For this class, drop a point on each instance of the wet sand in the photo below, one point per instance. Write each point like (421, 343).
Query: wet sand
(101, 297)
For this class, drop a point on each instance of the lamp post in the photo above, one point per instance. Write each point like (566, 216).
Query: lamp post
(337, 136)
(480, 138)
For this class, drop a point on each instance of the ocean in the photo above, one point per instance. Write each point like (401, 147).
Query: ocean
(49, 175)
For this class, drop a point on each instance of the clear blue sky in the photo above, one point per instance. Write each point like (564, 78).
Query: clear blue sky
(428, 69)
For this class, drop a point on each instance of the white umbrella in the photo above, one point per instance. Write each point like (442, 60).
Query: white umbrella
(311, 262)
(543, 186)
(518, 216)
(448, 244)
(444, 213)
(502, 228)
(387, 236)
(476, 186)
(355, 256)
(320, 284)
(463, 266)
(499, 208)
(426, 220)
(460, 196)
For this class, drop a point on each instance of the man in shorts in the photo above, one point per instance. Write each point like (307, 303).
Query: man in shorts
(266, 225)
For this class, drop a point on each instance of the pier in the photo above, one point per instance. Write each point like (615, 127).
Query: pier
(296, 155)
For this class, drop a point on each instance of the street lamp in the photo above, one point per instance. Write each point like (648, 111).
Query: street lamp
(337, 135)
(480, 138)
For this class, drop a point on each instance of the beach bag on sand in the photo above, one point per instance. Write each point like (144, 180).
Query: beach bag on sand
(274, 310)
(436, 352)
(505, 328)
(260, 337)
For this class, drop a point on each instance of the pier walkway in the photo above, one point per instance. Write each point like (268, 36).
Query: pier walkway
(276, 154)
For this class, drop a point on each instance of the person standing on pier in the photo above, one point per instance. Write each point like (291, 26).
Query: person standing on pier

◇ ◇ ◇ ◇

- **Required work**
Reproduce every one of the rows above verbatim, line for line.

- **Task solution**
For this class, drop a point on each instance of the wet sand in the photo below, one point per instance. Write each point like (421, 343).
Query: wet sand
(101, 297)
For this class, drop a point on each instance of the lamp post in the photo above, one point per instance. Write each point like (566, 216).
Query: lamp post
(337, 136)
(480, 138)
For this class, drop a point on each instance of the ocean in the photo above, one point per instance. Write each point like (401, 147).
Query: ocean
(49, 175)
For this class, drop a point on each instance of the clear blue sky in the photo above, one point per instance. Write each point like (564, 78).
Query: clear blue sky
(428, 69)
For this class, drop a point on each instance of the white umbrella in the photo above, one point per instance. Write each point like (442, 60).
Query: white umbrella
(311, 262)
(543, 186)
(518, 216)
(448, 244)
(444, 213)
(502, 228)
(387, 236)
(476, 186)
(355, 256)
(320, 284)
(463, 266)
(499, 208)
(426, 220)
(460, 196)
For this class, drop a point on each instance of the man in shorts in the photo above, one point per instance. Write each point like (307, 303).
Query: man in shorts
(266, 225)
For this class, drop a point on each instance of the pier in the photo above, one point per instance. Write each point like (615, 127).
Query: pier
(296, 155)
For this class, drop a point on each instance of the street lamp in the photo above, one point per instance. Write each point like (648, 111).
Query: street lamp
(337, 135)
(480, 138)
For this class, drop a point on each instance of the beach bag on sand in the photo above, one point per instance. Write each point like (144, 180).
Query: beach bag on sand
(274, 310)
(436, 352)
(505, 328)
(260, 337)
For this class, drop a point on each instance of the pier walkway in the photo above, one point per instance. Write each point like (268, 36).
Query: pier walkway
(276, 154)
For this class, drop a point on each instance of the person standing on pier in the photo above, one point per instance. Write each point like (291, 26).
Query: person standing on pier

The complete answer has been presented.